Dataset rows:
════════════════
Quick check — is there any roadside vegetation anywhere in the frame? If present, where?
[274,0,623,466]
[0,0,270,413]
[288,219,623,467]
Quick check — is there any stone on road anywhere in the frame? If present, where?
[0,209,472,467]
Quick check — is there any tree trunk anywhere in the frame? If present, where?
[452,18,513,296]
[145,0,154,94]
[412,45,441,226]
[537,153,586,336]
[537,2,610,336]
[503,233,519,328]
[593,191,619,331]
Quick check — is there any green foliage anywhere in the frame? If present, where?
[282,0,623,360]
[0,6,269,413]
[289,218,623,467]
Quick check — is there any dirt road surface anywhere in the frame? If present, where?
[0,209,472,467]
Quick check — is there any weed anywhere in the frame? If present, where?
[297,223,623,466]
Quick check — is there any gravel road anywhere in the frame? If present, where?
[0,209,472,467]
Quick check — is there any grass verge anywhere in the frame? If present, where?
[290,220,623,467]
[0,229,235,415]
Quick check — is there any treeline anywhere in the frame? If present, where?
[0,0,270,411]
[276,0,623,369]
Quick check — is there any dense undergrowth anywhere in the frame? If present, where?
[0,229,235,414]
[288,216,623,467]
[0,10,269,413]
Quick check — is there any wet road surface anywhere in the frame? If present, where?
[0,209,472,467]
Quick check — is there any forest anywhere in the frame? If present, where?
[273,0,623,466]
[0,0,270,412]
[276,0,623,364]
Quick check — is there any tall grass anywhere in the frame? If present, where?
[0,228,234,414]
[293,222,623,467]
════════════════
Do this -> Arrange every line of the records above as a Markdown table with the columns "No." and "Line", numbering the rows in order and leaving out any blank lines.

Complete output ->
| No. | Line |
|---|---|
| 1 | Quick check — is there any roadside vegetation anywhere in the frame? If present, where? |
| 2 | [274,0,623,466] |
| 3 | [0,0,270,413] |
| 4 | [288,219,623,467] |
| 5 | Quick check — is there any stone on road anywhere in the frame? If present, where? |
| 6 | [0,209,472,467] |
| 7 | Quick check — is there any tree trunk anywhere in the frame? If present, where? |
| 8 | [452,18,513,296] |
| 9 | [145,0,154,94] |
| 10 | [412,45,441,226] |
| 11 | [537,153,586,336] |
| 12 | [537,2,610,336] |
| 13 | [503,233,519,328] |
| 14 | [593,191,619,331] |
| 15 | Quick check — is there any green foliage anywhere in the frame? If present, where? |
| 16 | [282,0,623,360] |
| 17 | [0,6,269,413] |
| 18 | [289,218,623,467] |
| 19 | Quick check — is there any dirt road surface anywhere in the frame? If present, where? |
| 20 | [0,209,472,467] |
| 21 | Quick check — is there any weed anywhere in the frame? If present, where? |
| 22 | [297,223,623,466] |
| 23 | Quick check — is there any gravel road anywhere in the frame? If present, where? |
| 24 | [0,209,472,467] |
| 25 | Quick check — is there any grass verge anywhere in the frame? If present, where? |
| 26 | [290,220,623,467] |
| 27 | [0,229,235,415] |
| 28 | Quick check — is there any treeline anywhere in the frame? If present, where? |
| 29 | [0,0,270,411] |
| 30 | [276,0,623,369] |
| 31 | Quick check — is there any dense undergrowth anywhere in the frame? If present, where? |
| 32 | [0,229,235,414] |
| 33 | [288,216,623,467] |
| 34 | [0,10,269,413] |
| 35 | Quick check — is there any wet road surface anywhere in the frame? If present, where? |
| 36 | [0,209,472,467] |
| 37 | Quick check — is there any forest anywhere in the frame? If present, where? |
| 38 | [273,0,623,466] |
| 39 | [0,0,270,412] |
| 40 | [276,0,623,364] |
| 41 | Quick check — is there any tall grass anywhere in the frame? If present, where? |
| 42 | [0,228,234,414] |
| 43 | [293,222,623,467] |